**Set task:** Please mark each statement yes or no according to the article on corporate video costs, quoting the words that decide it: (a) The author has spent 30 years as a producer in the DC metro area. (b) The $5,000 shoot includes a makeup artist. (c) The author's office is in Occoquan.

How Much Does Corporate Video Production Really Cost?
- Charlie Puritano
- 6 days ago
- 10 min read
How Much Does Corporate Video Production Really Cost?
An honest answer from a 30-year producer in the DC market
If you’ve ever asked Google “how much does a corporate video cost?” you’ve probably come away more confused than when you started. One blog says $1,500. Another says $150,000. Both are technically correct, and neither is helpful.
So let me give you the answer the way I’d give it to a client sitting across from me at our office in Occoquan: it depends on what you’re making, who it’s for, and what you want it to do for your business. But I can give you real numbers, real examples, and a framework for thinking about it that’ll save you a lot of money and a lot of headaches.
I’m Charlie Puritano. I’ve been a producer, professor, and documentary filmmaker for 30 years in the DC metro area, and I run Puritano Media Group (PMG). We’ve made everything from one-day documentary shoots to national television commercials, and we’ve worked with clients ranging from the U.S. Army to national associations to small businesses figuring out video for the first time. Here’s what I’ve learned about what video actually costs — and why.
The Real Price Ranges (With Real Examples)
Let’s start with the numbers, because that’s why you’re here.
The $5,000 range — documentary-style, one-day shoot
At the entry level, around $5,000 gets you a one-day shoot with a documentary-style crew, no makeup artist, real-people interviews, testimonial-style. This is the workhorse of corporate video. It’s how organizations show their mission, walk the public through their process, or quickly and clearly educate an audience about what they do.

**Data section:**
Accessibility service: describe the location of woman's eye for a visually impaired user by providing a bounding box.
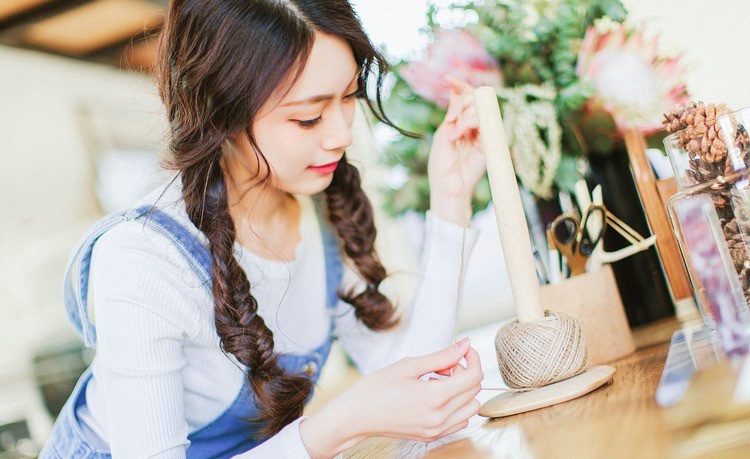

**Task response:**
(a) Yes: "I’ve been a producer, professor, and documentary filmmaker for 30 years in the DC metro area"
(b) No: "no makeup artist"
(c) Yes: "our office in Occoquan"